BEGIN Reading passage

Douglas S. Massey (born 1952 in Olympia, Washington, U.S.A.) is an American sociologist. Massey is currently a professor of Sociology at the Woodrow Wilson School of Public and International Affairs at Princeton University and is an adjunct professor of Sociology at the University of Pennsylvania. Massey specializes in the sociology of immigration, and has written on the effect of residential segregation on the black underclass in the United States.

Academia

He received his B.A. in Sociology, Psychology, and Spanish, from Western Washington University in 1974, and in 1977 he received an M.A. in Sociology from Princeton University. Massey continued at Princeton University and received his PhD in 1978. He was a Guggenheim fellow in 1990–1991. He is married to psychologist Susan Fiske.

Douglas S. Massey is the founder and co-director of the Mexican Migration Project and the Latin American Migration Project, with his long-time collaborator Jorge Durand. He is Board Member of the Institut für interdisziplinäre Konflikt- und Gewaltforschung (Institute for Interdisciplinary Research on Conflict and Violence) at Bielefeld University and Editor of the International Journal of Conflict and Violence

Massey was president of the Population Association of America in 1996. He served as the 92nd president of the American Sociological Association, 2000–2001,[1] and has won several awards for his books.[citation needed] Since 2006 he has been president of the American Academy of Political and Social Science.[2] In 2008, he received a special recognition from the World Cultural Council.[3]

Massey's research areas include:

  • Demography
  • Urban Sociology
  • Race and Ethnicity
  • International Migration
  • Latin American Society, particularly Mexico

Book titles

  • 2007: New Faces in New Places: The New Geography of American Immigration (editor)

END Reading passage
BEGIN Provided material

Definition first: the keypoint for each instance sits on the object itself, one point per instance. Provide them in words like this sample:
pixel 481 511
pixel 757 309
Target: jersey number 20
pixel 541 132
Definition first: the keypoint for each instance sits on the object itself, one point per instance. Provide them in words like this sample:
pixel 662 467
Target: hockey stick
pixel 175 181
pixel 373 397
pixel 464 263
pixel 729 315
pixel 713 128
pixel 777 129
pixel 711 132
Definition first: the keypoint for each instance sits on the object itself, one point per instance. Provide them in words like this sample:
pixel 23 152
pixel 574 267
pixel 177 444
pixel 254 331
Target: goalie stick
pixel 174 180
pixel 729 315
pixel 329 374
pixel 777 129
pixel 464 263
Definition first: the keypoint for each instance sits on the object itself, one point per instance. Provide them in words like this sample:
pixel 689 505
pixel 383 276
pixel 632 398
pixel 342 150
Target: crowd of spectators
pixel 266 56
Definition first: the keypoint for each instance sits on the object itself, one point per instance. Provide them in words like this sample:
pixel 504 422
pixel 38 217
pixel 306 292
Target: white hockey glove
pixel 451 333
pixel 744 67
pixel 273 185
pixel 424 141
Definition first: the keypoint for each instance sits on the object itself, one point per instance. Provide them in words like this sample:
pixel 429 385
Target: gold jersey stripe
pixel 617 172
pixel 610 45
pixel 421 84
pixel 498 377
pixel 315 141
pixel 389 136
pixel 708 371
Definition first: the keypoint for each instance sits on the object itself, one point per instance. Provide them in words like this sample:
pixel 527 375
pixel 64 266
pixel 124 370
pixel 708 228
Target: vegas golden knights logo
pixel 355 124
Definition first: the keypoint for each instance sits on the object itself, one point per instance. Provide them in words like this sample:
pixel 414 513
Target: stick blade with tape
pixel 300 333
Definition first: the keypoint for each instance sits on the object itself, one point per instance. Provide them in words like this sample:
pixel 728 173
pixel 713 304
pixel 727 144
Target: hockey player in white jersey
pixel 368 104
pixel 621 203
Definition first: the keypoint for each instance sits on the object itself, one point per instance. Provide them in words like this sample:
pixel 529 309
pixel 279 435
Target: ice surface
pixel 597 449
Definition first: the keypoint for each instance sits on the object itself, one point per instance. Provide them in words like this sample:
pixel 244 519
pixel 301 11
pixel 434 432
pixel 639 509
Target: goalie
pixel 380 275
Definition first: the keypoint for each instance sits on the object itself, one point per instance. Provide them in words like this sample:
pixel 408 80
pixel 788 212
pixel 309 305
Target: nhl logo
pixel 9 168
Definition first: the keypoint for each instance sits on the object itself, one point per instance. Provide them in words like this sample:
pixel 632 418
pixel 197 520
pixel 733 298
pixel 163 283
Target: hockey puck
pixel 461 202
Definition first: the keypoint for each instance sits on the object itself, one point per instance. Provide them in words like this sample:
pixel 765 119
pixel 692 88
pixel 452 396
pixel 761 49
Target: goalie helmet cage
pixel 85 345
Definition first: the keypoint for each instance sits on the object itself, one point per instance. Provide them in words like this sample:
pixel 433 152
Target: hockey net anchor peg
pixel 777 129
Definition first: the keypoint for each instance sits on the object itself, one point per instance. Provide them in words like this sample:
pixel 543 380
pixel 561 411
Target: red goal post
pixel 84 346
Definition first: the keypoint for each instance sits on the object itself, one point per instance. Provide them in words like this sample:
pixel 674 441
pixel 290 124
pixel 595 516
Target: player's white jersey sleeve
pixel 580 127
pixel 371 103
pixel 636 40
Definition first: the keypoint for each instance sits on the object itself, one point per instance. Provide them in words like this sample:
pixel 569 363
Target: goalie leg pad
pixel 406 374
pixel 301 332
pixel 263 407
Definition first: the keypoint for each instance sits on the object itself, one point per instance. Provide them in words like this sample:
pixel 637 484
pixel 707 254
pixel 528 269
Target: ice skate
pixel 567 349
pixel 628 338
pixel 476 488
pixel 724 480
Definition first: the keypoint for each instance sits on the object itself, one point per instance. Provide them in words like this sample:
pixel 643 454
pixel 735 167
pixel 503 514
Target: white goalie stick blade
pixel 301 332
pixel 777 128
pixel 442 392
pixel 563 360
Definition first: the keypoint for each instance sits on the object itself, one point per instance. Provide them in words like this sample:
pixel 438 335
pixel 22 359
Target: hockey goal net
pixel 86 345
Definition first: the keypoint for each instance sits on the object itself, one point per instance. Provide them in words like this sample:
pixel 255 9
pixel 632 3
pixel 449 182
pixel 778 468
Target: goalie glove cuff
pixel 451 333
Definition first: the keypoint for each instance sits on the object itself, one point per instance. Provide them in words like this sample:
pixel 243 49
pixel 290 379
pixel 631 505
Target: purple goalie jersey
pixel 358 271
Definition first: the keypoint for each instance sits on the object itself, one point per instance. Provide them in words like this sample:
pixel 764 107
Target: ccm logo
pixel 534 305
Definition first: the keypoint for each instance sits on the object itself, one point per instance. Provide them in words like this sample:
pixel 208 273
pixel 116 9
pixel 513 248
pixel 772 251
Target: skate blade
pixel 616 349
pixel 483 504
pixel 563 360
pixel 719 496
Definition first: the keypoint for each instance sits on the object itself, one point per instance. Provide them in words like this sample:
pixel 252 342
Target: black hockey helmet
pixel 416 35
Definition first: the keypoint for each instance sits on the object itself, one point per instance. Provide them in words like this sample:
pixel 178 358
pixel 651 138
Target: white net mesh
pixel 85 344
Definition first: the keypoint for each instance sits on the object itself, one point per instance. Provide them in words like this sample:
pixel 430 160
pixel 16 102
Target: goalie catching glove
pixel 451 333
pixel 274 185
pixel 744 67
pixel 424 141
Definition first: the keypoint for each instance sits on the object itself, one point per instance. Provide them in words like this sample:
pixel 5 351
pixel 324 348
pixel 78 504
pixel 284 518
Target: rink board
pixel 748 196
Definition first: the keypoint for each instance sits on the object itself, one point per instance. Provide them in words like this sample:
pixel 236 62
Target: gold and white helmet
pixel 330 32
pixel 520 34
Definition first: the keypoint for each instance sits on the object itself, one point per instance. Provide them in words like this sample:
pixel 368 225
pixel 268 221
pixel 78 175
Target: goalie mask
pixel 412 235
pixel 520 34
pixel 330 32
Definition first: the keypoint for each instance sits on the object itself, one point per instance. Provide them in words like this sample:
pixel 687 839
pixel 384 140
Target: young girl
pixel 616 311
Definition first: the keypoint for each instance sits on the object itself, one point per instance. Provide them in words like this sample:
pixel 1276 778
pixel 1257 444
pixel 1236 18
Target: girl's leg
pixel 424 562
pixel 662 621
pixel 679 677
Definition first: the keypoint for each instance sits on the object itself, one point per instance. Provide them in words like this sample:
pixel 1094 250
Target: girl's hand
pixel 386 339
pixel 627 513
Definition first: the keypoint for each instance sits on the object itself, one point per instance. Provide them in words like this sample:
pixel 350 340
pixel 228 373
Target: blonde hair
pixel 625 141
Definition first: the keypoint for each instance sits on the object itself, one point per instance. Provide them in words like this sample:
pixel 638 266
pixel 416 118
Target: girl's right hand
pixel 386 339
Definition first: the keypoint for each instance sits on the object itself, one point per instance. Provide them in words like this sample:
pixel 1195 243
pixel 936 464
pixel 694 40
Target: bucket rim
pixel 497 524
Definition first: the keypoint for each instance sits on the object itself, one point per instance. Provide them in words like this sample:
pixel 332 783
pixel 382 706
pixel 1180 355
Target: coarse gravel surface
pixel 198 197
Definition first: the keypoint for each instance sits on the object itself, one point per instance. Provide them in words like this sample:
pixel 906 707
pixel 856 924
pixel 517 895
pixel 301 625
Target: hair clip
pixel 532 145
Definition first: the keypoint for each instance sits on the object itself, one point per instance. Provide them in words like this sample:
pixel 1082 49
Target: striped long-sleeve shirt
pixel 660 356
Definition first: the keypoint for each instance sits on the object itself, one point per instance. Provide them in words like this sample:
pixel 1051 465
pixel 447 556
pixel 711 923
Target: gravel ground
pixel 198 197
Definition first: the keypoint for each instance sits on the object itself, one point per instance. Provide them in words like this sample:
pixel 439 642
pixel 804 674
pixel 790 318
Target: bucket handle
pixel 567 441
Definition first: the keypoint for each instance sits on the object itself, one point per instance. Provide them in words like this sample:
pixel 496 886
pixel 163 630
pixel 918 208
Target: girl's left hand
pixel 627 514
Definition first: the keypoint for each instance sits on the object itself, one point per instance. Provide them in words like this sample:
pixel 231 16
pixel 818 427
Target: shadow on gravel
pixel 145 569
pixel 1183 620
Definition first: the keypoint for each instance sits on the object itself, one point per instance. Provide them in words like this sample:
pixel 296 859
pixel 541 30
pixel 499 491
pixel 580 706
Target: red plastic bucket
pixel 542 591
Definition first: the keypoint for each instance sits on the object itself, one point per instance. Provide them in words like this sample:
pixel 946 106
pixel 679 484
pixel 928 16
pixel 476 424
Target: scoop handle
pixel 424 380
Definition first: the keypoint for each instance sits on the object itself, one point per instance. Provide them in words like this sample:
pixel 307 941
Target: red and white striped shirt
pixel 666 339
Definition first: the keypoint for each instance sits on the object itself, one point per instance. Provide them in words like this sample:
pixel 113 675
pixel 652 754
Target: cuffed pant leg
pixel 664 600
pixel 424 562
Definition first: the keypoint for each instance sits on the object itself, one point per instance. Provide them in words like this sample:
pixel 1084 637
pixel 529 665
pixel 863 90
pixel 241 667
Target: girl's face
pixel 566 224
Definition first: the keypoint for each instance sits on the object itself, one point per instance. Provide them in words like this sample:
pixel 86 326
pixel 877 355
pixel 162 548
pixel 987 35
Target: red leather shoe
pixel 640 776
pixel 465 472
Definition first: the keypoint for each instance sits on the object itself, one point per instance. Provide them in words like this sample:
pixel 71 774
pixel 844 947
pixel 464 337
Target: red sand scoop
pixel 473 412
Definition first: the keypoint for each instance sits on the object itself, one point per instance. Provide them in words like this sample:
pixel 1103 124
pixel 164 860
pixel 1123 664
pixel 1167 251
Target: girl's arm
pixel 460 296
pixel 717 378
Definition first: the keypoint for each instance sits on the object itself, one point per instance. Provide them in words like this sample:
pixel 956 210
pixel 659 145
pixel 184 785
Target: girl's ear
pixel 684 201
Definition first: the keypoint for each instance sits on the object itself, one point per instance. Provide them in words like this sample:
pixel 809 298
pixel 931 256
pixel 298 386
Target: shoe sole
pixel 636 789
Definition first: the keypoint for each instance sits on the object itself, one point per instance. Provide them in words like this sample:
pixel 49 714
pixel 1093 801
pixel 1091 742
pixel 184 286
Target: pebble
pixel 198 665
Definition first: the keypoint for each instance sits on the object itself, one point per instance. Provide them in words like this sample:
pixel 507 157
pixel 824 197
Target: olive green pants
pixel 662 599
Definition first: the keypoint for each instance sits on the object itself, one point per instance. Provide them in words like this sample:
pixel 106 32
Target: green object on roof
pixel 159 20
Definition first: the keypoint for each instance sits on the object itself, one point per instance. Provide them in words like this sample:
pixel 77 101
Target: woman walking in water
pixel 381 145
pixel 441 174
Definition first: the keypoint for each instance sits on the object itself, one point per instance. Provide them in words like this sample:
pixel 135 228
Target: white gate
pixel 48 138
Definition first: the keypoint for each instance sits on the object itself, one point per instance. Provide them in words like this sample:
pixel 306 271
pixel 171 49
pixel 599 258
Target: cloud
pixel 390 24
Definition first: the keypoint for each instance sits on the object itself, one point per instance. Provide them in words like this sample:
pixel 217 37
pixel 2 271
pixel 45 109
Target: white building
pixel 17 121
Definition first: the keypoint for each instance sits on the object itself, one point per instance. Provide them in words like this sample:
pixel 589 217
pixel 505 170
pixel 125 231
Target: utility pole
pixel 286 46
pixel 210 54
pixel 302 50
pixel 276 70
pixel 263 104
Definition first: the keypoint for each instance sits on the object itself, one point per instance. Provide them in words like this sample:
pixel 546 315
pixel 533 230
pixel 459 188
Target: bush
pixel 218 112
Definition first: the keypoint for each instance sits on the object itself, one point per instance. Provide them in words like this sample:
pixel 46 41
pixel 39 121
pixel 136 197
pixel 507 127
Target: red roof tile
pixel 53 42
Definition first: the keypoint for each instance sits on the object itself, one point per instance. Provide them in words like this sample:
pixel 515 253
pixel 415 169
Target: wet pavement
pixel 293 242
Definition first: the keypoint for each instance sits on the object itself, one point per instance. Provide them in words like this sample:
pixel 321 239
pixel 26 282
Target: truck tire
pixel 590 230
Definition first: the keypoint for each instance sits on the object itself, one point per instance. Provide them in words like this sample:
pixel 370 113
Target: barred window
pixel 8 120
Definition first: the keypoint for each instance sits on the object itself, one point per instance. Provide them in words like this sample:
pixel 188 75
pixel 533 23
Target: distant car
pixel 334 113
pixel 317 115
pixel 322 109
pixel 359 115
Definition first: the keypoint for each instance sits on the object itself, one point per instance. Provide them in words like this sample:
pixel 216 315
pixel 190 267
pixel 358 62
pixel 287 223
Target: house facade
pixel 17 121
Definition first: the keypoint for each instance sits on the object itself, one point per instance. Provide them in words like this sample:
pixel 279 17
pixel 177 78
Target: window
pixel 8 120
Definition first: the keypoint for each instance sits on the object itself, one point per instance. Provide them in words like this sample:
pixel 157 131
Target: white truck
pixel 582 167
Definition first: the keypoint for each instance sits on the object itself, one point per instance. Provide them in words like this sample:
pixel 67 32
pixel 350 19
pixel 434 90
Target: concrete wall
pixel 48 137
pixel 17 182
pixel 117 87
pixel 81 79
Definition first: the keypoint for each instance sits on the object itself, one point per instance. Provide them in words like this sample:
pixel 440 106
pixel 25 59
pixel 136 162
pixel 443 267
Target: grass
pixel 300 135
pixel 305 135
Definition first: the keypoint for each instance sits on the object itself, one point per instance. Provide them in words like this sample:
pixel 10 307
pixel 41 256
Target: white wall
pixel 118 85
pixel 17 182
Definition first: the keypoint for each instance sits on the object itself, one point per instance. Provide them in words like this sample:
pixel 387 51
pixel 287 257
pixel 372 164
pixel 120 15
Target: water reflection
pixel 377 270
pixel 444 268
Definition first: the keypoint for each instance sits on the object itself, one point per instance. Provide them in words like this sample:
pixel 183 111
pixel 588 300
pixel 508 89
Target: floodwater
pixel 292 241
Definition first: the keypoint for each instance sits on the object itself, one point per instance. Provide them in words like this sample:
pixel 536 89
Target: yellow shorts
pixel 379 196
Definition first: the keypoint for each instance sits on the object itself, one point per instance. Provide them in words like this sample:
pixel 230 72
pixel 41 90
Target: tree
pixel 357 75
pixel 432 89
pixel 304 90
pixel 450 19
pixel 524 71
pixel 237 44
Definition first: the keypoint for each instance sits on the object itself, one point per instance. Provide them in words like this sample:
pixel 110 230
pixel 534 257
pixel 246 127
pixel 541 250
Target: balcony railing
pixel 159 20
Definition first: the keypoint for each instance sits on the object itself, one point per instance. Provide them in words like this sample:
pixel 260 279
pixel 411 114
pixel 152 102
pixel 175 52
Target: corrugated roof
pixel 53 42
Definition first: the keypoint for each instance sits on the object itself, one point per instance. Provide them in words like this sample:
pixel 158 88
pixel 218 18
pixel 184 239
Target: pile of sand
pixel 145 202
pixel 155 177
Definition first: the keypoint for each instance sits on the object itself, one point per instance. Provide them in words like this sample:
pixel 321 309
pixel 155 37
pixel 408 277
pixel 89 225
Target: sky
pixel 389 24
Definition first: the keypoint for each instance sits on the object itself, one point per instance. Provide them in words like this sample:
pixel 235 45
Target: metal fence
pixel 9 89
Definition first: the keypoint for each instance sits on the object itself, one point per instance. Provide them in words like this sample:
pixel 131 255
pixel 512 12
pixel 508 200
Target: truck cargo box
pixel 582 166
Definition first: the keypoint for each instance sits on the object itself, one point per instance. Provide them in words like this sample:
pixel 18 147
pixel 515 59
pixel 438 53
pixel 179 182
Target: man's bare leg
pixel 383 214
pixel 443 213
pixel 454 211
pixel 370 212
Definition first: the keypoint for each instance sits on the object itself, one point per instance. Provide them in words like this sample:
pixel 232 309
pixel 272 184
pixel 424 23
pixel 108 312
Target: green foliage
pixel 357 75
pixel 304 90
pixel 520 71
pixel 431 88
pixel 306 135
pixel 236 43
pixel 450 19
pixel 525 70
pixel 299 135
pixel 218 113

END Provided material

Things to do
A: According to the Douglas S. Massey passage, in what year did he receive his PhD from Princeton University?
B: Please pick up the Douglas S. Massey passage at the point where it stops and continue it.
The data is separate material, apart from the passage about Douglas S. Massey.

Written answers
A: 1978

B:
  • 2005: Return of the "L" Word: A Liberal Vision for the New Century
  • 2005: Strangers in a Strange Land: Humans in an Urbanizing World
    • W.W. Norton; 352 pp.
  • 2004: Crossing the border: Research from the Mexican Migration Project (co-edited with Jorge Durand)
  • 2001: The Source of the River: The Origins, Aspirations, and Values of Freshmen at America's Elite Colleges and Universities (with Camille Charles, Garvey Lundy, and Mary J. Fischer)
  • 2001: Beyond Smoke and Mirrors: U.S. Immigration Policy in the Age of Globalization (with Jorge Durand and Nolan Malone)
  • 2001: Problem of the Century: Racial Stratification in the United States at Century's End (co-edited with Elijah Anderson)
  • 1998: Worlds in Motion: International Migration at the End of the Millennium (with Joaquín Arango, Graeme Hugo, Ali Kouaouci, Adela Pellegrino, and J. Edward Taylor)
    • Oxford; 362 pp.
  • 1993: American Apartheid: Segregation and the Making of the Underclass (with Nancy A. Denton)
  • 1987: Return to Aztlan: The Social Process of International Migration from Western Mexico (with Rafael Alarcón, Jorge Durand, Humberto González)
    • University of California; 354 pp.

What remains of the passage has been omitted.